*AIM OF THE EXERCISE*: Reproduce the following records word for word, leaving out the pictures.

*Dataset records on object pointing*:
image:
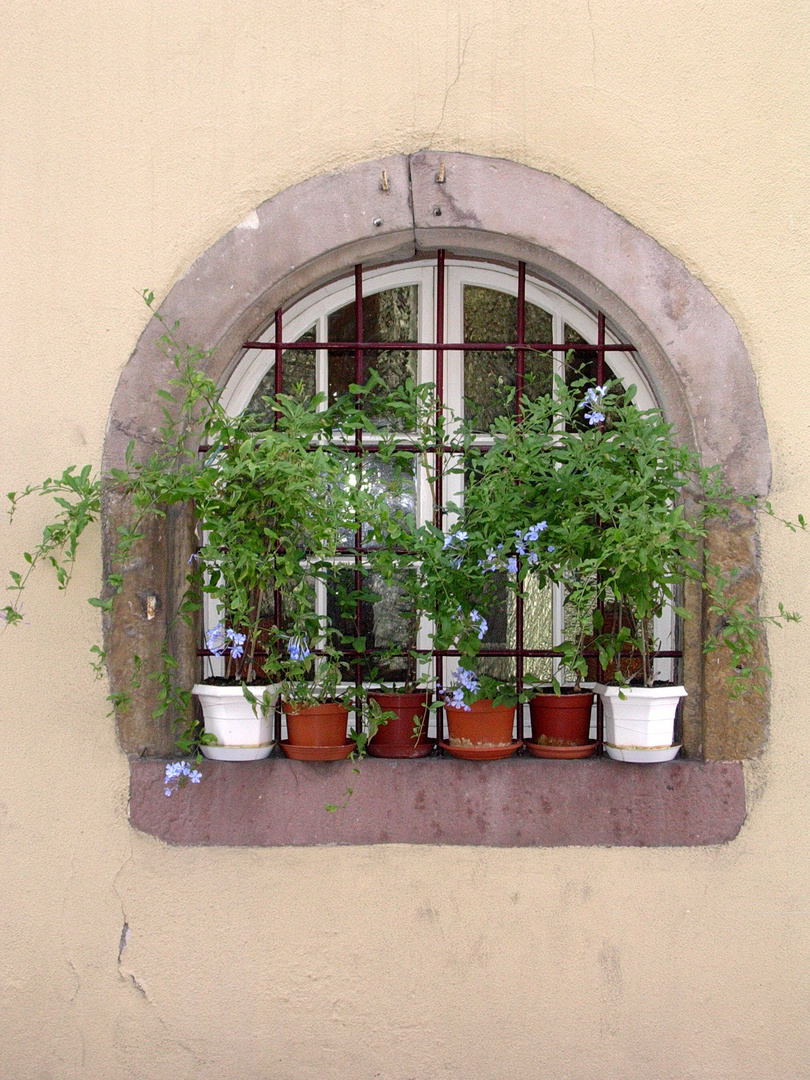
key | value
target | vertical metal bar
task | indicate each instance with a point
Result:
(599, 382)
(521, 336)
(279, 354)
(359, 353)
(520, 378)
(439, 461)
(278, 382)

*EXERCISE OUTPUT*:
image:
key | value
target | vertical metal bar
task | indicate each instance with a point
Result:
(599, 382)
(521, 336)
(279, 354)
(359, 353)
(520, 378)
(439, 461)
(278, 382)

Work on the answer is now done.